# Given problem A
According to the advice text, what does the law in community property states explicitly say about property?

# Text section
Of course all this depends on your wife agreeing to go along with these steps. If she says "no, I want to keep these accounts" for some reason, you have a family problem. How you deal with that is an entirely different kind of question. Whether by threatening to break china as gnasher729 suggests, going to a marriage counselor, murdering her and disposing of the body, or what. It may not be possible to separate your finances from your wife's. In community property states, the law explicitly says that all property is owned jointly. I'm not sure how it would work in other US states and other countries.

Answered by Jay on March 22, 2021

From my experience, this is an emergency. Sorry to say. I think you know the first problem you must work on is interpersonal, not financial.

Why is it an emergency?

  • your wife didn't tell you about this situation before your wedding.
  • her bank account belongs to her mother.
  • the credit cards with high balances on them are a bright red flag.
  • you've said confronting your wife with this situation will damage your relationship. Ask yourself whether she has, by keeping secrets, damaged your relationship.

If I were you (I've been you, when my spouse and our adult child had shared credit cards) I'd deal with this right away.

What if somebody in your wife's parents' household has, or gets, gambling or drug problems? Rationality and fairness will not be factors in that case.

First, I'd find a competent marriage counselor to help you strategize this, and to be on-call if it causes a huge blowup in your marriage.

Second, I would ask my wife to kill the credit cards to which her parents are making charges. By "kill" I mean tell the card companies to disallow future charges. Your wife can get a new credit card in her sole name. She should do it immediately, without giving you excuses, because of the accrued debt. If she doesn't, that's why you have the marriage counselor. You need to be polite but unbending about this.

# Given problem B
In the entries, begin at the line that has "mark each parked" and stop after the line that has "xmin=30 ymin=311 xmax=132 ymax=452". Reproduce only those lines with "dark" changed to "black", leaving everything else unaltered.

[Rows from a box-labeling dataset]
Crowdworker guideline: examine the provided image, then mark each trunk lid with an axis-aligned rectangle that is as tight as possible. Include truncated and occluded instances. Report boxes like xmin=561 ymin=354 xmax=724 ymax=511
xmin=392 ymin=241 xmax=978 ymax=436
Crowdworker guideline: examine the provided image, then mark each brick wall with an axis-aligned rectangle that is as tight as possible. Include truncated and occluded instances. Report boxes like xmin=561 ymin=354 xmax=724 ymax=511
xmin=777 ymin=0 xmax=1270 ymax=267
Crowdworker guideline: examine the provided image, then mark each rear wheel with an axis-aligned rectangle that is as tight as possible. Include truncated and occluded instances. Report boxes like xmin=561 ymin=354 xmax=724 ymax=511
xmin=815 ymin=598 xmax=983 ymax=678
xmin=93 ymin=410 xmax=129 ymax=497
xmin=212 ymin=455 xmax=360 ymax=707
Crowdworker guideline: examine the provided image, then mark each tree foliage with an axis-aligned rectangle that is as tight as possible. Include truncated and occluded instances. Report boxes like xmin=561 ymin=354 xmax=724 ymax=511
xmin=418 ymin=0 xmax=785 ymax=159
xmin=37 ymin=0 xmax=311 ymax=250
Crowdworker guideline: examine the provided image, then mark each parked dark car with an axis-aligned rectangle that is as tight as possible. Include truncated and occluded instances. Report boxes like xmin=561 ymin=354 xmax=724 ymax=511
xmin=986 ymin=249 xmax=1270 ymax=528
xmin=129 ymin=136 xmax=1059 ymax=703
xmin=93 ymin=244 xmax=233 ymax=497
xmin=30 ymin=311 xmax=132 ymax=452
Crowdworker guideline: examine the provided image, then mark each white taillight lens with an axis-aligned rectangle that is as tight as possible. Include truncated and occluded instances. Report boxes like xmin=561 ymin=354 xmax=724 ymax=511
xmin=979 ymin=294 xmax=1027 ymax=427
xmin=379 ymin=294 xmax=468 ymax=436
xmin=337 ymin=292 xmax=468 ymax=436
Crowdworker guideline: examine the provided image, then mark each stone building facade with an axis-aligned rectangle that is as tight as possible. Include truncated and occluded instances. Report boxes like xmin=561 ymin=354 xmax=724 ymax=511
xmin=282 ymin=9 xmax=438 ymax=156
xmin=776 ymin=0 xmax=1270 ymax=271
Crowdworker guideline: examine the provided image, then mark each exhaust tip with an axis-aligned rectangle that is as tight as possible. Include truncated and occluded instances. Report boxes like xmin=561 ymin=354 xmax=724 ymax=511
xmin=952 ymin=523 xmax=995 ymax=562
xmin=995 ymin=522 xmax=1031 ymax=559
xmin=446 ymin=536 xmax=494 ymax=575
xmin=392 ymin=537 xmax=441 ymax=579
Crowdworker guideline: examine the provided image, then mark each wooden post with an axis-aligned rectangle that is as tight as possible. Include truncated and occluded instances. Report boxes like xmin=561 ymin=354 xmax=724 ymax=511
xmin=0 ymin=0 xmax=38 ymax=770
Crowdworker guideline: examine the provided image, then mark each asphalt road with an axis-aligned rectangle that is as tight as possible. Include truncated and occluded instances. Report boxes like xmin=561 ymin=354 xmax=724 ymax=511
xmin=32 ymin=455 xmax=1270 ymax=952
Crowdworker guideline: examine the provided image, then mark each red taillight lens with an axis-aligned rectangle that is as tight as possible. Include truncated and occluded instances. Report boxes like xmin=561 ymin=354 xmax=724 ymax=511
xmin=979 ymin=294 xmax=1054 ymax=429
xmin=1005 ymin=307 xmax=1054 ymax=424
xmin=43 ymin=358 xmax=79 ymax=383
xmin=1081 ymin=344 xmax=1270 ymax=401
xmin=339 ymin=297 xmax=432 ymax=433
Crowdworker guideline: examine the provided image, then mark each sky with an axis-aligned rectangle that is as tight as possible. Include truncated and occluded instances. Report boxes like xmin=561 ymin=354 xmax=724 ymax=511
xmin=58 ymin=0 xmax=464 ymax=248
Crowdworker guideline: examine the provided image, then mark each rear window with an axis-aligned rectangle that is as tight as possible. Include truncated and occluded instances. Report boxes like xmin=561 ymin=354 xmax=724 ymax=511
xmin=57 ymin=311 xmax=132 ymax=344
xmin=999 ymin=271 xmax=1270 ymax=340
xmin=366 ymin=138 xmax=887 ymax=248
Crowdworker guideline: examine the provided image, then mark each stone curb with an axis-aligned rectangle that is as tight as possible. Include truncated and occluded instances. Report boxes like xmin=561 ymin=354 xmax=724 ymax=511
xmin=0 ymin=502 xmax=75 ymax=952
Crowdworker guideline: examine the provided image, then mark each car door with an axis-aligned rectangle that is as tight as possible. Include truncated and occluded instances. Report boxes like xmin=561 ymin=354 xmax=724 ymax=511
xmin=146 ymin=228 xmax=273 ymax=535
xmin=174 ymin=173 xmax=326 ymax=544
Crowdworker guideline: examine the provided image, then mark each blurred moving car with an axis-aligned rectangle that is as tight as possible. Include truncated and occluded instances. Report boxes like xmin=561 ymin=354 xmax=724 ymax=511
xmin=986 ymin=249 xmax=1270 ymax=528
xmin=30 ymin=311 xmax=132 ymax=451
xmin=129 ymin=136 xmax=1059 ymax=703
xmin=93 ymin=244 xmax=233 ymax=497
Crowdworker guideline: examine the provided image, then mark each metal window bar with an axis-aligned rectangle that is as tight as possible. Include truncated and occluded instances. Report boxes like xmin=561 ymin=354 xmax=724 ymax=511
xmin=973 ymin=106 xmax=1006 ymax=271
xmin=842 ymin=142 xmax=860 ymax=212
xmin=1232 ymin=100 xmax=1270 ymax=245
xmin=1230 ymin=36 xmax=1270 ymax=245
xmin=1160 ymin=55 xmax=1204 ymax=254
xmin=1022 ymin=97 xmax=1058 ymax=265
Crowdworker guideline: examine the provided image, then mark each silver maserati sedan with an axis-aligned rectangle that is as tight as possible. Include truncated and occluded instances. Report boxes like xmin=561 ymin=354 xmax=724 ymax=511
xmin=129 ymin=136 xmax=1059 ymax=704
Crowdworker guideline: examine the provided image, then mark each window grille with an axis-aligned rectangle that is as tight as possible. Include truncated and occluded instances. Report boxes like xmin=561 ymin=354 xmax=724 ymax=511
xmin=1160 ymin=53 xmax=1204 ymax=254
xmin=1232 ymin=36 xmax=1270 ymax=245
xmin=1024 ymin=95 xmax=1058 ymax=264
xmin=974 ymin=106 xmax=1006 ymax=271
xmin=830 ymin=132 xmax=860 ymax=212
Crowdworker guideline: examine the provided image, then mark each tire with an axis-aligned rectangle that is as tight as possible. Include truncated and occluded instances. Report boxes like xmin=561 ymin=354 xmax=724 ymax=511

# Expected answer A
It says that all property is owned jointly.

# Expected answer B
Crowdworker guideline: examine the provided image, then mark each parked black car with an axis-aligned rectangle that is as tight as possible. Include truncated and occluded instances. Report boxes like xmin=561 ymin=354 xmax=724 ymax=511
xmin=986 ymin=249 xmax=1270 ymax=528
xmin=129 ymin=136 xmax=1059 ymax=703
xmin=93 ymin=244 xmax=233 ymax=497
xmin=30 ymin=311 xmax=132 ymax=452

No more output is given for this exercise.